● **Assignment**: Whatever appears in the records, write it out again exactly.

● **Dataset records**:
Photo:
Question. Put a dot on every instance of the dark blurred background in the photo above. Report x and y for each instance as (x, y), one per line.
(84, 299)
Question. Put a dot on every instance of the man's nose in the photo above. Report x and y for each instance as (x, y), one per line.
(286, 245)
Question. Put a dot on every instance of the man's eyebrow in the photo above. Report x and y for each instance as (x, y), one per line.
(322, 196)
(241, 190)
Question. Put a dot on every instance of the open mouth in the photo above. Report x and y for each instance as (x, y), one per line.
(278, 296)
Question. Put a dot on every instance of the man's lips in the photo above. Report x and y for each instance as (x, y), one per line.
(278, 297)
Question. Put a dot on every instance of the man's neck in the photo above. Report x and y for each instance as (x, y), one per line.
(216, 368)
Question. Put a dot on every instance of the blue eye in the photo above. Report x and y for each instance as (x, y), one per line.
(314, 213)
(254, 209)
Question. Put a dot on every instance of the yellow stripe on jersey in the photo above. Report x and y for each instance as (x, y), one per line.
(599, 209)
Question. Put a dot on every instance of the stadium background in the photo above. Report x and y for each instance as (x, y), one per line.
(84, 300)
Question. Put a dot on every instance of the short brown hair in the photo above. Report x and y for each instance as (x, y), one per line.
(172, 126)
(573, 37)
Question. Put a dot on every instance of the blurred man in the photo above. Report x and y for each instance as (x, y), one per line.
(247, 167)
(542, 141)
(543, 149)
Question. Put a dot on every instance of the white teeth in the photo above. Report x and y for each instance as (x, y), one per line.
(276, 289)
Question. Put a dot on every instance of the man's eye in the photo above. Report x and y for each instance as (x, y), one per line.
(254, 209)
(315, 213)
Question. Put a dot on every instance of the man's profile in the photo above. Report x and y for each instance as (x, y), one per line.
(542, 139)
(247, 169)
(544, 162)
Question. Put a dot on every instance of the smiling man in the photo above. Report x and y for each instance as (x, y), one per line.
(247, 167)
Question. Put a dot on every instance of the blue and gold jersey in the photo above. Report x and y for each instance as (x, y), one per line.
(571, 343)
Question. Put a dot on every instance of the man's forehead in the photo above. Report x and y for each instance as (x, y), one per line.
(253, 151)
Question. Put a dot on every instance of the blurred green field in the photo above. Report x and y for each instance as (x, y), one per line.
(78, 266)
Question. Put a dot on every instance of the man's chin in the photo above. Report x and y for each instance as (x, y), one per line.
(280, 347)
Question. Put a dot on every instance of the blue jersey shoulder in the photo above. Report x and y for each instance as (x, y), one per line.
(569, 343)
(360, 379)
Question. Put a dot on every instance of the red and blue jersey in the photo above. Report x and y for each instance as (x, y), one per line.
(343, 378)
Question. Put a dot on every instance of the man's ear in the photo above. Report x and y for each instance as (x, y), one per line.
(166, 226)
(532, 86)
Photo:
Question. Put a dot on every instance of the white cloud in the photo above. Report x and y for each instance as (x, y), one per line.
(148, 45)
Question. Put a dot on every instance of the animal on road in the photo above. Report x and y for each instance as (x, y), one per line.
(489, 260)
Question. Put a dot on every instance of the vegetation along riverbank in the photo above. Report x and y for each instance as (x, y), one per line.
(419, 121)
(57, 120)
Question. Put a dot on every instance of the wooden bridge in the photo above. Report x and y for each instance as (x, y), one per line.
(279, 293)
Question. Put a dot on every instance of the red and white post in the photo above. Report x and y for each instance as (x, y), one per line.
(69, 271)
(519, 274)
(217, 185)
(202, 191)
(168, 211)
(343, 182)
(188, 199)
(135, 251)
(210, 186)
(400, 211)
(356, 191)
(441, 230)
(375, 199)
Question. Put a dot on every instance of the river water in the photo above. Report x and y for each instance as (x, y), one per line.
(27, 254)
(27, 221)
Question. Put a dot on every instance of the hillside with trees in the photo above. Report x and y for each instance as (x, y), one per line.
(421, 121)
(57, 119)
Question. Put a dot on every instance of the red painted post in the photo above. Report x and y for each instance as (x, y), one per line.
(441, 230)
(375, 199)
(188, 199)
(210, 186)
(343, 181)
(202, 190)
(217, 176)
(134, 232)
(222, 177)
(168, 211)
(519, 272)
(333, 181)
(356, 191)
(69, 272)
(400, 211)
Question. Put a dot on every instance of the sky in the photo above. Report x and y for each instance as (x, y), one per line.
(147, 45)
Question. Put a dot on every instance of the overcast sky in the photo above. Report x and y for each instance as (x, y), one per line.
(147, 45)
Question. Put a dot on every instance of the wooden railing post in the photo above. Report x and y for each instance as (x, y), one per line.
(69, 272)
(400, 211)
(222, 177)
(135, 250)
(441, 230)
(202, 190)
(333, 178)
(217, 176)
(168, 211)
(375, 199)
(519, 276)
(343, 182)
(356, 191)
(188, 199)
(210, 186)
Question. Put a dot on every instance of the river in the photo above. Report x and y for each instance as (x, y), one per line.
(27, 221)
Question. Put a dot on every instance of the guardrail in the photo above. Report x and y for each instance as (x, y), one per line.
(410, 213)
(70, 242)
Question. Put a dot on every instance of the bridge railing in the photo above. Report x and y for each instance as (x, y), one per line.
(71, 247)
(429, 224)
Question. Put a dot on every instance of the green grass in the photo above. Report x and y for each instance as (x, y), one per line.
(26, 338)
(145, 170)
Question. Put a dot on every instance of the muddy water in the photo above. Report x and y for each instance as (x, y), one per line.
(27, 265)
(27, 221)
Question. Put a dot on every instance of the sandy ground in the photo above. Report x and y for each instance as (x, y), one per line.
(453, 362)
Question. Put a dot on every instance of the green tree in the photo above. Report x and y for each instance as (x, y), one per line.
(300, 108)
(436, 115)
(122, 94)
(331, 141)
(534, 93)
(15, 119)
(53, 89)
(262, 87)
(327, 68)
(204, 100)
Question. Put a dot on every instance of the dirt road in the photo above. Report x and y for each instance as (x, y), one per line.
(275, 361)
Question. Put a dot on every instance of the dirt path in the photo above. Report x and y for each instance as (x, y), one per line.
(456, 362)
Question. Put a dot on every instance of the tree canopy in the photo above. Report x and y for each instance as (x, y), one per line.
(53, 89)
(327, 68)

● **Task solution**:
Photo:
Question. Put a dot on every instance of the dark blurred background in the photo above. Report x and y for each instance as (x, y), one per line.
(84, 299)
Question. Put a dot on every instance of the man's nose in the photo above. Report x and y for each instance as (x, y), one per line.
(286, 245)
Question. Put a dot on every instance of the man's eyebrow in the photo above. Report x and y for each instance as (x, y), one per line.
(322, 196)
(241, 190)
Question. Put a dot on every instance of the open mouth in the photo above. Report x and y for each instance as (x, y), one per line.
(278, 296)
Question. Put a dot on every instance of the man's lips in the photo above. Report x and y for each instance as (x, y), one per line.
(278, 297)
Question. Put a dot on every instance of the man's neck in the photo above. Report x and y for each instance as (x, y), one per line.
(216, 368)
Question. Put a dot on every instance of the blue eye in the photo above. Report x and y for each instance as (x, y), one per line.
(314, 213)
(254, 209)
Question. Put a dot on every instance of the yellow stripe on jersey in the photo above. Report x and y for each instance as (x, y), one per line.
(599, 209)
Question. Put a dot on every instance of the stadium background in the photo above. Report x and y for each instance as (x, y), one per line.
(84, 300)
Question. Put a dot on every instance of the short brown hair in the photo above. Report x and y for each instance as (x, y), one per line.
(172, 126)
(573, 37)
Question. Put a dot on every instance of the blurred man in the photo above. Report x and y for each instance as (x, y), one per line.
(247, 167)
(542, 141)
(543, 149)
Question. Put a dot on every instance of the white teeth in the photo above. Report x and y for each instance as (x, y), one per line.
(276, 289)
Question. Put a dot on every instance of the man's eye in the photo above. Report x and y for each instance as (x, y), one per line.
(254, 209)
(315, 213)
Question. Put a dot on every instance of the man's profile in the photo above. Report x and y for each instance as (x, y), one per line.
(542, 139)
(247, 169)
(544, 162)
Question. Put a dot on every instance of the smiling man in the photo above. Report x and y for each instance as (x, y), one per line.
(247, 167)
Question. Put a dot on every instance of the blue and gold jersey in the photo above. Report x and y for each instance as (x, y), one per line.
(571, 343)
Question. Put a dot on every instance of the man's forehead in the photo above. Report x and y for each instance as (x, y), one per line.
(253, 151)
Question. Put a dot on every instance of the blurred green field in the photo above. Report x and y for each instance as (x, y), one per line.
(78, 266)
Question. Put a dot on every instance of the man's chin in the photo above. Report x and y for each instance as (x, y), one per line.
(280, 347)
Question. Put a dot on every instance of the blue jersey shoulder in the photo above. Report x and y for each instance as (x, y), one per line.
(569, 343)
(360, 379)
Question. Put a dot on every instance of the red and blue jersey in the photo above. Report x and y for each instance as (x, y), one per line.
(343, 378)
Question. Put a dot on every instance of the man's ear in the photo above. Report x and y for each instance as (x, y), one per line.
(166, 226)
(532, 86)
Photo:
Question. Put a dot on every instance of the white cloud in the photo above. Report x and y for each instance as (x, y), one per line.
(148, 45)
Question. Put a dot on every instance of the animal on road in the photo above. Report x and y for each instance as (x, y), one per line.
(489, 260)
Question. Put a dot on every instance of the vegetation along riverbank in the photo above. Report x and y for each instance as (x, y), one per line.
(419, 121)
(57, 120)
Question. Put a dot on every instance of the wooden bridge in the photo above. Report x and y for each instance as (x, y), one per line.
(279, 293)
Question. Put a dot on every instance of the red and white post in the photo above. Report x and y for each instance as (x, y), one per line.
(69, 271)
(519, 274)
(217, 185)
(202, 191)
(168, 211)
(343, 182)
(188, 199)
(135, 251)
(210, 186)
(400, 211)
(356, 191)
(441, 230)
(375, 199)
Question. Put a dot on every instance of the river water in the photo above. Report x and y for each instance as (x, y), one per line.
(27, 254)
(27, 221)
Question. Put a dot on every instance of the hillside with trees in the photo above. Report x and y for each instance as (x, y), one per line.
(421, 121)
(57, 119)
Question. Put a dot on every instance of the red painted post in the photo above. Report x and y for each instance as (x, y), one per line.
(441, 230)
(375, 199)
(188, 199)
(210, 186)
(343, 181)
(202, 190)
(217, 176)
(134, 232)
(222, 177)
(168, 211)
(519, 272)
(333, 181)
(356, 191)
(69, 272)
(400, 211)
Question. Put a dot on every instance of the sky in the photo above. Report x and y for each instance as (x, y), one per line.
(147, 45)
Question. Put a dot on every instance of the overcast sky in the photo above. Report x and y for each instance as (x, y), one per line.
(147, 45)
Question. Put a dot on every instance of the wooden railing post in the photo above. Report x and y for each instance as (x, y), one per line.
(69, 272)
(400, 211)
(222, 177)
(135, 250)
(441, 230)
(202, 190)
(333, 178)
(217, 176)
(168, 211)
(375, 199)
(519, 276)
(343, 182)
(356, 191)
(188, 199)
(210, 186)
Question. Put a dot on every instance of the river in the photo above. Report x and y for each instance as (x, y), one per line.
(27, 221)
Question. Put a dot on every instance of the guardrail in the photo above. Report x and y for each instance as (x, y), one per line.
(410, 213)
(70, 242)
Question. Put a dot on every instance of the bridge railing in the photo above. Report x and y for each instance as (x, y), one per line.
(71, 247)
(429, 224)
Question. Put a dot on every instance of the green grass in the photo above. Report x and y for each instance as (x, y), one per line.
(26, 338)
(145, 170)
Question. Put a dot on every instance of the muddy water in the photo above. Report x and y for each instance as (x, y), one per line.
(27, 265)
(27, 221)
Question. Put a dot on every instance of the sandy ground in the photo above. Report x and y for each instance as (x, y), one per line.
(453, 362)
Question. Put a dot on every instance of the green tree in the photo above. Report x and y for each instance as (x, y), one per line.
(300, 108)
(436, 115)
(122, 94)
(331, 141)
(534, 93)
(15, 119)
(53, 89)
(262, 87)
(327, 68)
(204, 100)
Question. Put a dot on every instance of the dirt road in the photo above. Report x and y for each instance as (x, y), one per line.
(275, 361)
Question. Put a dot on every instance of the dirt path in the photo above. Report x and y for each instance as (x, y), one per line.
(456, 362)
Question. Put a dot on every instance of the tree canopy in the photo above. Report x and y for each instance as (x, y), one per line.
(53, 89)
(327, 68)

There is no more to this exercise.